* [What you should do] Your answer must be an exact copy of the entries below, with every picture removed.

[Dataset items]

════

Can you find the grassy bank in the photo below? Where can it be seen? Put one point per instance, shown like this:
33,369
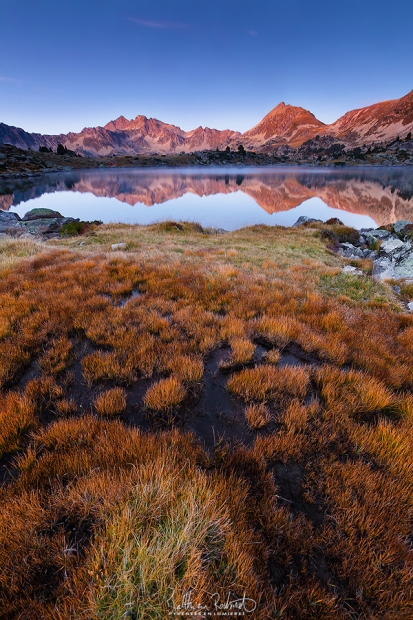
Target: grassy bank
202,413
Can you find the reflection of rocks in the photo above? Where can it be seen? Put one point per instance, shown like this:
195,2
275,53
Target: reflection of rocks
38,222
386,196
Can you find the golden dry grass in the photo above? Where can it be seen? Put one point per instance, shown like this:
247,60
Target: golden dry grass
311,521
111,403
257,415
164,394
269,382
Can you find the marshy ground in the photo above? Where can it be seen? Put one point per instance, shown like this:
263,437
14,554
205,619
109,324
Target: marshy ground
203,413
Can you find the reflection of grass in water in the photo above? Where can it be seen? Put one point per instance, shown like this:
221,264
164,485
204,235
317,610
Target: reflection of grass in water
103,518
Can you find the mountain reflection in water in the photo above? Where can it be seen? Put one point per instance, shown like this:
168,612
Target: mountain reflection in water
383,194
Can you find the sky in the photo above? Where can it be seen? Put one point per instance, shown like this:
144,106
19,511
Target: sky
70,64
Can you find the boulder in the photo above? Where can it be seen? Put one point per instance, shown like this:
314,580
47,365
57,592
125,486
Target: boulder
401,225
36,214
303,219
8,220
371,235
387,267
350,270
348,250
393,246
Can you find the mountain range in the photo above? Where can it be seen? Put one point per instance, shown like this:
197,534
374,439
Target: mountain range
284,125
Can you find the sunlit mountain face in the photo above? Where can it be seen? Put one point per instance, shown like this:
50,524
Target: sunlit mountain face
283,125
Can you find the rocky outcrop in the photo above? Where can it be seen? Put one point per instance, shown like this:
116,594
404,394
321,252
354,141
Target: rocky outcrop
390,249
43,223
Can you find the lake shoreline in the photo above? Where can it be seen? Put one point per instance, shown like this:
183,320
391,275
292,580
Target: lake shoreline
17,163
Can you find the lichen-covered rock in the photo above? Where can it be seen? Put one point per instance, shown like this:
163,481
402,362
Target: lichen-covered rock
401,225
36,214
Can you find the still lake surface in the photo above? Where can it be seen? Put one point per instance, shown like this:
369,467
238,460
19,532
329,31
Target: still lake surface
228,198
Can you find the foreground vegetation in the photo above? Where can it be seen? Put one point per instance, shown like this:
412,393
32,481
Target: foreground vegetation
207,414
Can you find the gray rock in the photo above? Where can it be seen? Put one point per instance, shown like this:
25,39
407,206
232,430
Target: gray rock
400,225
8,220
388,267
303,219
377,234
118,246
393,246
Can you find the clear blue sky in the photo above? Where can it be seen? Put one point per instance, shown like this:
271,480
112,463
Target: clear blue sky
67,64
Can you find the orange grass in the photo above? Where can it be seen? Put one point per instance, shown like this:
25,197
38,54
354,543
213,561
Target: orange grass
311,521
164,394
268,382
17,416
111,403
257,415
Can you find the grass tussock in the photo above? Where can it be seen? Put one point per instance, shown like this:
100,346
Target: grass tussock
111,403
164,395
269,382
311,517
257,415
17,416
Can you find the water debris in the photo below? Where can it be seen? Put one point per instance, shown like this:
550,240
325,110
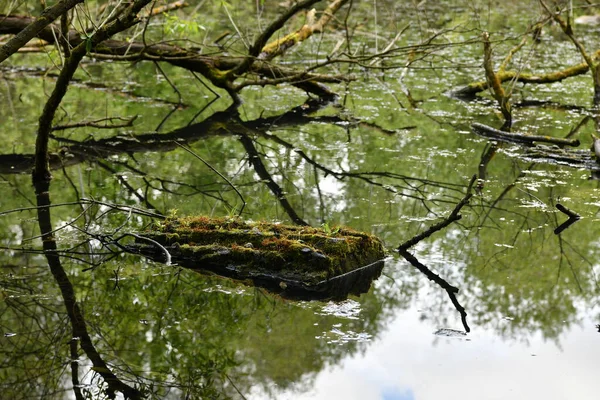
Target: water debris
296,262
447,332
497,134
573,217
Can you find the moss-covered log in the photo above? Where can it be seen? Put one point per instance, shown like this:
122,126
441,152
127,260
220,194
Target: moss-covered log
294,261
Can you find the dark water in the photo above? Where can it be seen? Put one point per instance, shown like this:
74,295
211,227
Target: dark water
392,156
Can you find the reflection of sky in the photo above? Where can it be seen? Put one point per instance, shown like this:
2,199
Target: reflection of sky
408,362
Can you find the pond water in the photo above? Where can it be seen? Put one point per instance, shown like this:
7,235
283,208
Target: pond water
392,156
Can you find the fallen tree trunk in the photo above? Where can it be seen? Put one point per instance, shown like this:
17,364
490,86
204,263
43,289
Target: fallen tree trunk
469,91
294,261
215,68
497,134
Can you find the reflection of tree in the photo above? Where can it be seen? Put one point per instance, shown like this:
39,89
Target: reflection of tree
79,328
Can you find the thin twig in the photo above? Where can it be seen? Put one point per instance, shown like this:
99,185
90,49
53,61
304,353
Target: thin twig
216,172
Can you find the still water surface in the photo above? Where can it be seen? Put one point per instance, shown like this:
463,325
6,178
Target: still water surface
383,160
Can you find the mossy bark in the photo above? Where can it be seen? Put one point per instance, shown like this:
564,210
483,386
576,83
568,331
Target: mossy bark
295,261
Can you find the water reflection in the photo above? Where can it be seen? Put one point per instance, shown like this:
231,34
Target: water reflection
163,331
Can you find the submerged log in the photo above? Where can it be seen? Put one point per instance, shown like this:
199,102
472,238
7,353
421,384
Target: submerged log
493,133
294,261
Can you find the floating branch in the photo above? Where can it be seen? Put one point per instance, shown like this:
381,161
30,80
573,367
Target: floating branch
469,91
573,217
293,261
454,216
499,94
497,134
451,290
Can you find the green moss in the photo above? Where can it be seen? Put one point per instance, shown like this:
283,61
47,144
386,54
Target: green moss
241,249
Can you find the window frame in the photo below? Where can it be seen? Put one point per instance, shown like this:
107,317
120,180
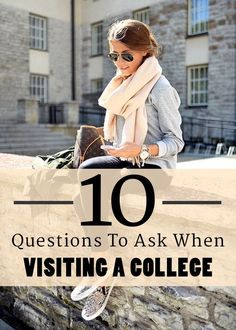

════

* [Response to the exercise]
Can you find the grassy bank in the photo below? Where can it be seen? Put one point per instance, shown like this:
33,369
Target: grassy bank
202,413
Can you find the reflection of rocks in the photo above? Where can it be seen? Put one point per instance, shown like this:
195,2
275,53
Target: reflection of rocks
38,222
386,196
Can you find the golden dry grass in the photo above? Where can it be seen? Put one point per instance, shown like this:
247,60
Target: golden dry grass
311,521
111,403
257,415
164,394
269,382
Can you find the marshy ground in the photo above? Where can it be seen? Put one point per instance, shown like this:
263,437
14,554
205,619
109,324
Target: marshy ground
203,413
Can you find the reflection of grass in water in the photo above? Where can it be seen? Put one point per instance, shown like this:
221,264
164,485
204,235
317,610
Target: reflection of grass in water
103,518
Can you find the mountain reflection in water in the photo above? Where can it be seen? Put one point per instance, shown like this:
168,612
Target: mountain reflection in water
383,194
Can you find the sky in the photo above? Where can it be seen? Put one point per instance, shown like this:
144,106
19,511
Target: sky
70,64
Can you find the boulder in the photo above? Where can it be seen? Put one point per instance, shown like this:
314,580
47,365
57,592
125,486
Target: boulder
401,225
36,214
303,219
8,220
371,235
387,267
350,270
348,250
393,246
Can you find the mountain range in the photo above? Where can it be seen? Put one point per instance, shown like this:
197,534
374,439
Target: mountain range
284,125
Can you find the sunlit mountain face in the photo above? Where can it be seen? Put one point per instance, shown like this:
50,524
Target: sunlit mountain face
283,125
Can you find the rocky outcrop in the photo above? Where can it be seen? Put one point per instance, shown like this:
116,594
404,394
321,252
354,141
Target: rocky outcrop
390,249
43,223
Can you find the lake shoreline in the photo above? Where can it be seen? Put one point per instance, shown like this:
183,320
391,275
292,580
Target: lake shoreline
17,163
Can you find the lichen-covered rock in the photo above? Where can it be seen? Put one point per instance, shown like this:
163,481
402,362
Target: lichen-covered rock
401,225
36,214
Can you find the still lake surface in the photo above? Where can it be seen? Put one point per instance, shown like this:
369,467
238,460
19,532
329,31
Target: still lake surface
228,198
Can you find the foreground vegetation in the photo above? Where can it be seen? Put one point per instance, shown like this:
412,393
32,481
Target: foreground vegetation
207,414
Can you find the gray rock in the photo above? Where can it be seen? Put one point per instance, shown like this:
25,39
407,206
232,430
Target: gray rock
400,225
8,220
388,267
303,219
377,234
118,246
393,246
Can you find the clear blue sky in the photo above? Where can it be seen? Put one point per instance, shown like this:
271,480
112,463
Target: clear blue sky
67,64
Can you find the orange grass in the photo above? Where can it be seen? Put one point per instance, shown like this:
25,197
38,54
354,543
213,561
Target: orange grass
311,521
164,394
268,382
17,416
111,403
257,415
Can you find the grass tussock in the photo above? Where can it be seen? Put one point per instance, shown like this:
100,346
Target: grass tussock
111,403
164,395
269,382
311,517
257,415
17,416
Can you find the water debris in the photo below? Where can it be seen? Put one point per instance, shown like this:
550,240
325,110
Target: water debris
296,262
447,332
497,134
573,217
Can you find the moss-covered log in the photo above? Where can it be seen? Put one point per instance, shown like this:
122,126
441,152
127,260
220,194
Target: moss-covered log
294,261
Can you find the dark water in the photo above? Where can it be seen? Put one point per instance, shown like this:
74,295
211,227
Target: dark water
392,156
Can you find the reflection of sky in the photo above? Where can it be seen? Put one point per instance, shown like this:
2,199
Target: reflection of sky
408,362
Can you find the pond water in the photo above? Where can it be seen? Put one point per instance, shown like this:
7,235
283,208
Target: pond water
392,156
Can you find the fallen tree trunk in the photo above? Where can it be seen? Put one point per instance, shown like this:
17,364
490,86
204,263
43,289
Target: fallen tree trunk
469,91
294,261
215,68
497,134
Can you find the reflection of tree in the photo above? Where can it be seen? Put one point per instance, shown like this:
39,89
Target: reflection of tree
79,328
Can you find the thin twig in the photo above? Where can it be seen? Put one point per instance, shown like this:
99,185
90,49
53,61
304,353
Target: thin twig
216,172
Can you find the still water surface in the photo above? Where can it be seen? Put one point per instance, shown like this:
463,325
6,178
Target: still water surface
383,160
Can you find the mossy bark in the photo above? Where can it be seen? Put one point per instance, shown like this:
564,210
483,386
576,83
568,331
Target: mossy bark
295,261
Can you find the water reflection in the photo above? Where can it be seen? Put one point per instance, shown like this:
231,34
Target: water reflection
163,331
Can you find the submerged log in the photo above? Where can it be seen? Put one point per instance, shown like this:
199,102
472,238
7,353
421,384
Target: submerged log
493,133
294,261
Can you find the floating branch in the photo above? Where can it be seen? Put one point per instance, shown like this:
381,161
30,80
573,367
Target: floating branch
469,91
573,217
293,261
454,216
499,94
497,134
451,290
Can you find the green moss in the photo above? Where can it be seen? Put one point per instance, shown like this:
283,61
47,144
386,54
Target: green moss
241,249
Can you find the window frame in the photo below? Where can it be seen? Put one point per instance, shown like this:
107,317
120,180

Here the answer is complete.